Stored data entries:
....

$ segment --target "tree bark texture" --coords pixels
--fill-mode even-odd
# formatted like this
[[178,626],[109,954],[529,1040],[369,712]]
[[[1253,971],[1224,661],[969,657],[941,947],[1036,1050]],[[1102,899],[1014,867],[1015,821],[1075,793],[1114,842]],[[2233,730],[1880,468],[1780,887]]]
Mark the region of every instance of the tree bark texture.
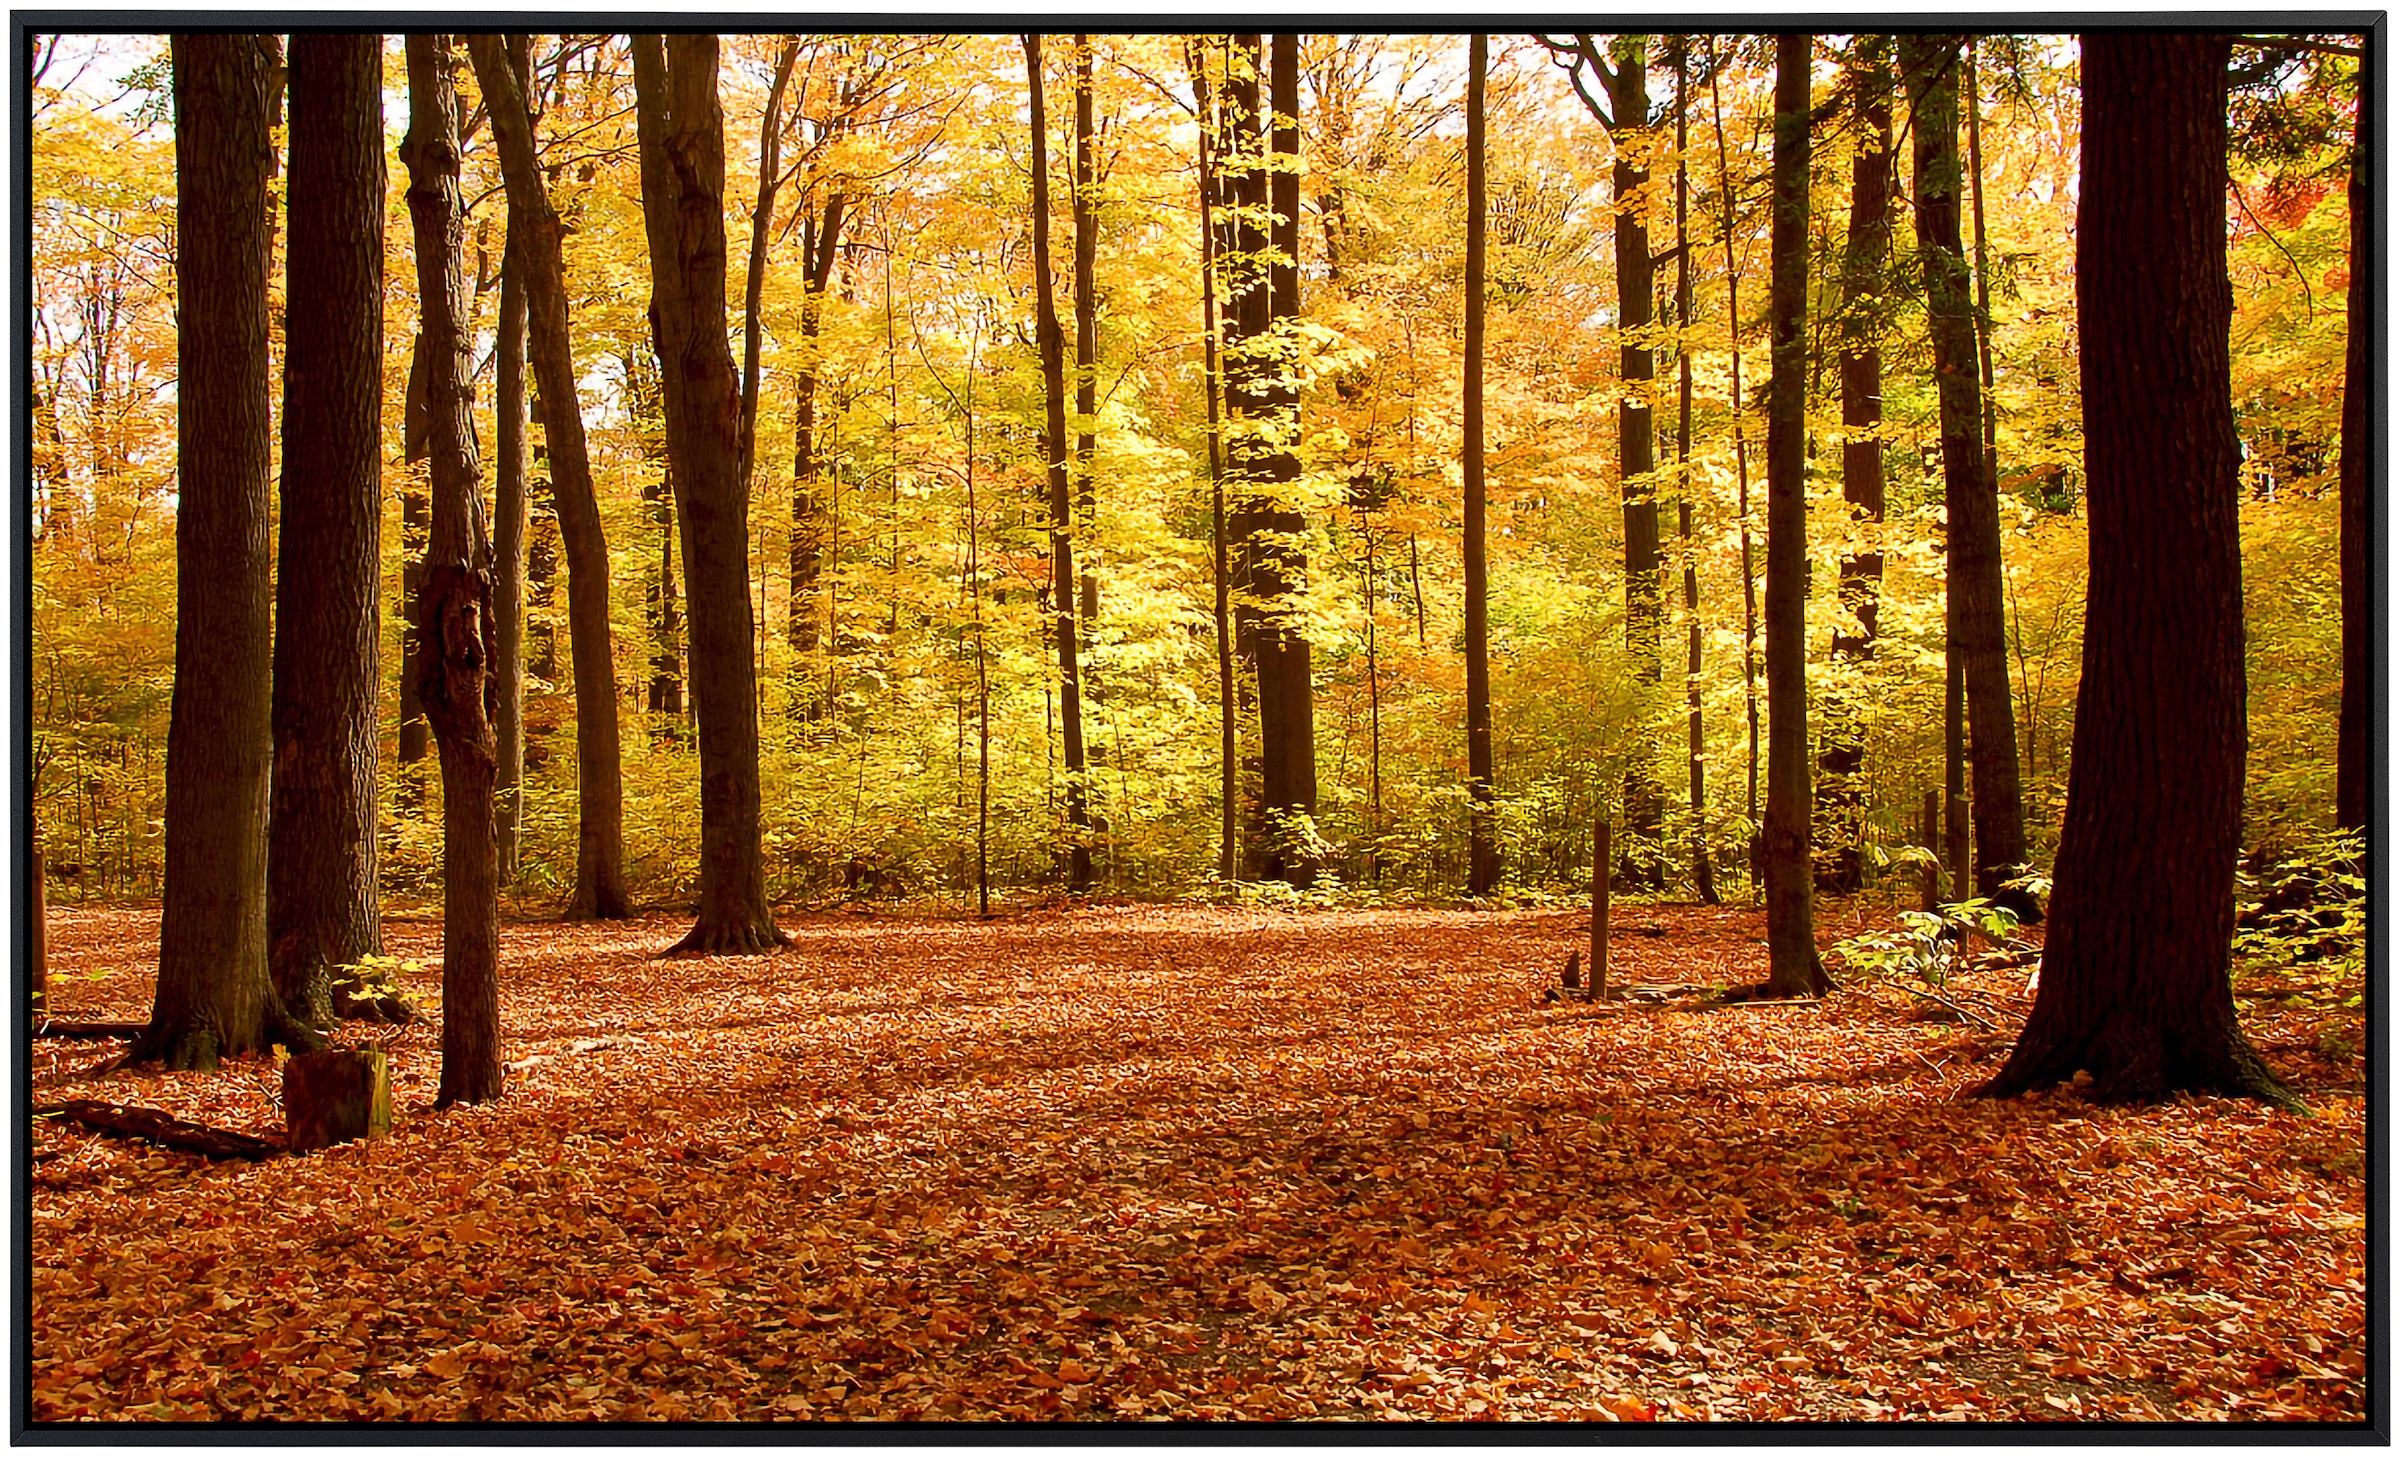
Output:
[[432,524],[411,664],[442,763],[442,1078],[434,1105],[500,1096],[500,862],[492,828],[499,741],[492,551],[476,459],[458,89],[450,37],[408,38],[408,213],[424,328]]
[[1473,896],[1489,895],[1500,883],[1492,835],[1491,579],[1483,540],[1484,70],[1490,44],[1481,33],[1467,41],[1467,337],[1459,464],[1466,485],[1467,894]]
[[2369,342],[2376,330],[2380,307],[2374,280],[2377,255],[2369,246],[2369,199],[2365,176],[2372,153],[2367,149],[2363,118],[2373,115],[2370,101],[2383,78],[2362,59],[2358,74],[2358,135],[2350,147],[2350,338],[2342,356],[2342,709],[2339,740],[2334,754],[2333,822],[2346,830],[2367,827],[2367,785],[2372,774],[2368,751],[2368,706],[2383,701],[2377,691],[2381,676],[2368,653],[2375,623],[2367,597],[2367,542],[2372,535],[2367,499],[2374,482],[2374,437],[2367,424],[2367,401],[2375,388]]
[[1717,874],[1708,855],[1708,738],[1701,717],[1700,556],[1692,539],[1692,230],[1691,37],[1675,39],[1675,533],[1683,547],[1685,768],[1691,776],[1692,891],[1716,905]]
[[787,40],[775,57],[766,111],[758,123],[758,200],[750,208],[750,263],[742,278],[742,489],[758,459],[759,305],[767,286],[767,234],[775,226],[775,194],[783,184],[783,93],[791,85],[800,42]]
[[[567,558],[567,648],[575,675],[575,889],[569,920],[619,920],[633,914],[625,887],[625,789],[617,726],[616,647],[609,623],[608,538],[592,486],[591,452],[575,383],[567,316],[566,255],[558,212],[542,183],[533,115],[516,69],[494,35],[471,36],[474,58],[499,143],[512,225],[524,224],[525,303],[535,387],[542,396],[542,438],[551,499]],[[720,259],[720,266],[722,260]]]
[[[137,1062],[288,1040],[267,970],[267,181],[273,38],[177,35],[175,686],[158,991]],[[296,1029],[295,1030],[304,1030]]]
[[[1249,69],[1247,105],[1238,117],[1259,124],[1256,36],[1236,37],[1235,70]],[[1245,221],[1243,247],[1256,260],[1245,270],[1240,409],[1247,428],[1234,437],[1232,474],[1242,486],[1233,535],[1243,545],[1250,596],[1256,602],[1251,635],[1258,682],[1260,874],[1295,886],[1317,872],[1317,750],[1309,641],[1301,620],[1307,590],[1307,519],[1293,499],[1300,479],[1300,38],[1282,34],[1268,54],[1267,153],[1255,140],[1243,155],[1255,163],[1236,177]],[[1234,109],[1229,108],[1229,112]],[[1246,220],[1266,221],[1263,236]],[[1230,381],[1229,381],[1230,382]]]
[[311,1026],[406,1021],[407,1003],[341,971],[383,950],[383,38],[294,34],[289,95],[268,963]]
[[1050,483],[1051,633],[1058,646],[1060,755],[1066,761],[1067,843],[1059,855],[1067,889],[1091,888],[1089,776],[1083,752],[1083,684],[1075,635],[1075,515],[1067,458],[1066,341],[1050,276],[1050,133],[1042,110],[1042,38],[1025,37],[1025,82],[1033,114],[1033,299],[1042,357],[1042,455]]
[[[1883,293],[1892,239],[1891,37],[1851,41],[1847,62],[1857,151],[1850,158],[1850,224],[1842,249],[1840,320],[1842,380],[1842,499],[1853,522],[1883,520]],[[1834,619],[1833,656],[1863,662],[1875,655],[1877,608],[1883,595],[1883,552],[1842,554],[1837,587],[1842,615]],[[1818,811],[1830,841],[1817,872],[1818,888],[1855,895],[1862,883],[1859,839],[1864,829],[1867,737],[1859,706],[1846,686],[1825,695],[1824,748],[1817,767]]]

....

◆ **What is being asked**: Please copy out each line in the entries that mentions the string "tree".

◆ **Result**:
$ segment --target "tree bark texture" --coords pixels
Mark the region of every instance of the tree bark texture.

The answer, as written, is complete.